• [OBJECTIVE] Please arrange every line of the listing below as a Markdown table with the columns "Row" and "Listing line", skipping blank lines.

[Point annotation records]
# # # # #
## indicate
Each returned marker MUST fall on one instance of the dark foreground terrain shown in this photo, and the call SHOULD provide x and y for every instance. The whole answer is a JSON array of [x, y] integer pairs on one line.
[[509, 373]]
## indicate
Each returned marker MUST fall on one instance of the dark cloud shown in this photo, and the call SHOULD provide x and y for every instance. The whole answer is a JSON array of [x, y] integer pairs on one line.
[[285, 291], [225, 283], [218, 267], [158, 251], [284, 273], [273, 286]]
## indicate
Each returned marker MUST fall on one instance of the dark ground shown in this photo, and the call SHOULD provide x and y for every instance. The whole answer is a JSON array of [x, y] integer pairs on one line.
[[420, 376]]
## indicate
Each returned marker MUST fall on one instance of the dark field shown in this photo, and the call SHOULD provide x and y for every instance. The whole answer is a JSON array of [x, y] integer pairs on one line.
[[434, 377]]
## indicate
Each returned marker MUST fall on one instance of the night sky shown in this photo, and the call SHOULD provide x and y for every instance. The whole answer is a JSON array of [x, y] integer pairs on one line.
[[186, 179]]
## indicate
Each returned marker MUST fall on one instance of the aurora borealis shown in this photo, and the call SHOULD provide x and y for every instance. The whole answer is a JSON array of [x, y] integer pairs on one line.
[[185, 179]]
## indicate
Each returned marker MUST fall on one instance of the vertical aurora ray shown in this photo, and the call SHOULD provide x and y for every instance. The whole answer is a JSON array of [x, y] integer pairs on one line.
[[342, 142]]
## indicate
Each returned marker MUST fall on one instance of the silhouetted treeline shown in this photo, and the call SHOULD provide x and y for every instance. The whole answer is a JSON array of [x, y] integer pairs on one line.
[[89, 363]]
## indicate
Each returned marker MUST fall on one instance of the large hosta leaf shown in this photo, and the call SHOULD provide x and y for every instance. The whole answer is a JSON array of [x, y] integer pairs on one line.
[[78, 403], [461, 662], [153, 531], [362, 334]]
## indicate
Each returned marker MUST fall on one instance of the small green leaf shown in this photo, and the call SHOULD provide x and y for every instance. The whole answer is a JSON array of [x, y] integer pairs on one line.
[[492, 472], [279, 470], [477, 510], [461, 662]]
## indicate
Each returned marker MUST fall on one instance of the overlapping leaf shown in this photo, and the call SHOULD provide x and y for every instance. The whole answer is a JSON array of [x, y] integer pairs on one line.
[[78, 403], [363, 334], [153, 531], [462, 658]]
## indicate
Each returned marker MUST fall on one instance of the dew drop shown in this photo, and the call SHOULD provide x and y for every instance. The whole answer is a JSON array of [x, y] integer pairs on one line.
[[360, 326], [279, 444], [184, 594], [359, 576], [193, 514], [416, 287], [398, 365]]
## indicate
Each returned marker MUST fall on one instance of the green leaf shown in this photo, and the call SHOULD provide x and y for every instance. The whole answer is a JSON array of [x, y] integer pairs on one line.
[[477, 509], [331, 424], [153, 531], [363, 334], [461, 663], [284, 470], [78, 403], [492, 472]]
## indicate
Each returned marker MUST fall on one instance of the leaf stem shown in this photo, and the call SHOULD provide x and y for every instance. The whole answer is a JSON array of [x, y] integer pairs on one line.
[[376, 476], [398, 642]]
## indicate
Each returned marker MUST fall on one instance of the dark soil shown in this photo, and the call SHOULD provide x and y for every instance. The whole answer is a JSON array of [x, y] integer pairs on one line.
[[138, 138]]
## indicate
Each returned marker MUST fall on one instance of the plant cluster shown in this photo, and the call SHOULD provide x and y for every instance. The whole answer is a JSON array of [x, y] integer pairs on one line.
# # # # #
• [FINISHED TASK]
| Row | Listing line |
|---|---|
| 1 | ## indicate |
| 2 | Each returned marker MUST fall on one instance of the dark foreground terrain shown in this photo, and the call SHOULD provide x and y for every instance. The whole answer is a JSON array of [x, y] integer pairs on one line. |
| 3 | [[509, 373]] |
| 4 | ## indicate |
| 5 | Each returned marker MUST fall on one instance of the dark cloud shown in this photo, and the call SHOULD provide x and y for every instance. The whole answer is a JSON array of [x, y] integer pairs on one line. |
| 6 | [[285, 291], [225, 283], [218, 267], [158, 251], [284, 273], [273, 286]] |
| 7 | ## indicate |
| 8 | Each returned marker MUST fall on one instance of the dark ground shown in this photo, and the call SHOULD provide x and y for every instance. The whole answer is a JSON array of [x, y] integer pairs on one line. |
| 9 | [[420, 376]] |
| 10 | ## indicate |
| 11 | Each returned marker MUST fall on one instance of the dark field shown in this photo, and the call SHOULD provide x and y for every instance. The whole answer is a JSON array of [x, y] integer pairs on one line. |
| 12 | [[434, 377]] |
| 13 | ## indicate |
| 14 | Each returned marker MUST fall on one instance of the night sky shown in this photo, and the call SHOULD provide x and y for every instance. The whole answer is a JSON array of [x, y] integer pairs on one line. |
| 15 | [[186, 179]] |
| 16 | ## indicate |
| 17 | Each returned marker MUST fall on one instance of the aurora borealis shown in this photo, and the call SHOULD provide x and y for every instance. The whole answer is a JSON array of [x, y] integer pairs on one line. |
| 18 | [[185, 179]] |
| 19 | ## indicate |
| 20 | Each returned marker MUST fall on one instance of the vertical aurora ray shown in this photo, and the call SHOULD provide x and y for every instance. The whole answer is a JSON array of [x, y] integer pairs on one line. |
| 21 | [[342, 142]] |
| 22 | ## indicate |
| 23 | Each returned marker MUST fall on one instance of the silhouetted treeline shown in this photo, and the call SHOULD provide x and y for every instance. The whole answer is a JSON array of [x, y] integer pairs on one line. |
| 24 | [[89, 363]] |
| 25 | ## indicate |
| 26 | Each returned marker MUST fall on one instance of the large hosta leaf shown in this photo, and the call SHOULD provide x and y for every instance. The whole answer is a JSON array of [x, y] integer pairs on one line. |
| 27 | [[78, 403], [461, 662], [153, 531], [362, 334]] |
| 28 | ## indicate |
| 29 | Each returned marker MUST fall on one instance of the small green leaf shown in this photo, and the call SHOULD provide x and y for every instance. The whole answer is a JSON array of [x, y] integer pairs on one line. |
| 30 | [[492, 472], [279, 470], [477, 510], [461, 662]] |
| 31 | ## indicate |
| 32 | Each returned marker MUST fall on one instance of the overlapping leaf shown in this photo, and the call SHOULD provide x and y for every instance. The whole answer is a JSON array of [x, y] integer pairs on one line. |
| 33 | [[78, 403], [363, 334], [153, 531], [462, 658]] |
| 34 | ## indicate |
| 35 | Each returned marker MUST fall on one instance of the dew drop shown in this photo, and the call SHOULD provide x and y for every instance. The whole answer is a JSON array of [x, y] integer pairs on one line. |
| 36 | [[360, 326], [279, 444], [184, 594], [359, 576], [193, 514], [416, 287], [398, 365]] |
| 37 | ## indicate |
| 38 | Each returned marker MUST fall on one instance of the green leaf shown in this photo, and the call SHOULD provide x and y for every instance. The whole answer is a JSON array of [x, y] integer pairs on one line. |
| 39 | [[477, 509], [331, 424], [153, 531], [363, 334], [461, 663], [284, 470], [78, 403], [492, 472]] |
| 40 | ## indicate |
| 41 | Each returned marker MUST fall on one instance of the leaf stem shown in this photo, and the call SHOULD provide x and y for every instance. The whole answer is a JSON array of [x, y] integer pairs on one line. |
| 42 | [[376, 476], [398, 642]] |
| 43 | ## indicate |
| 44 | Each returned marker MUST fall on one instance of the dark soil shown in this photo, and the call SHOULD provide x and y for every instance. The whole answer is a JSON array of [x, y] integer pairs on one line. |
| 45 | [[138, 138]] |
| 46 | ## indicate |
| 47 | Each returned marker MUST fall on one instance of the plant cluster shown in this photo, and the call SHOULD provide x and y for every instance. The whole answer is a JSON array of [x, y] integer pairs on one line. |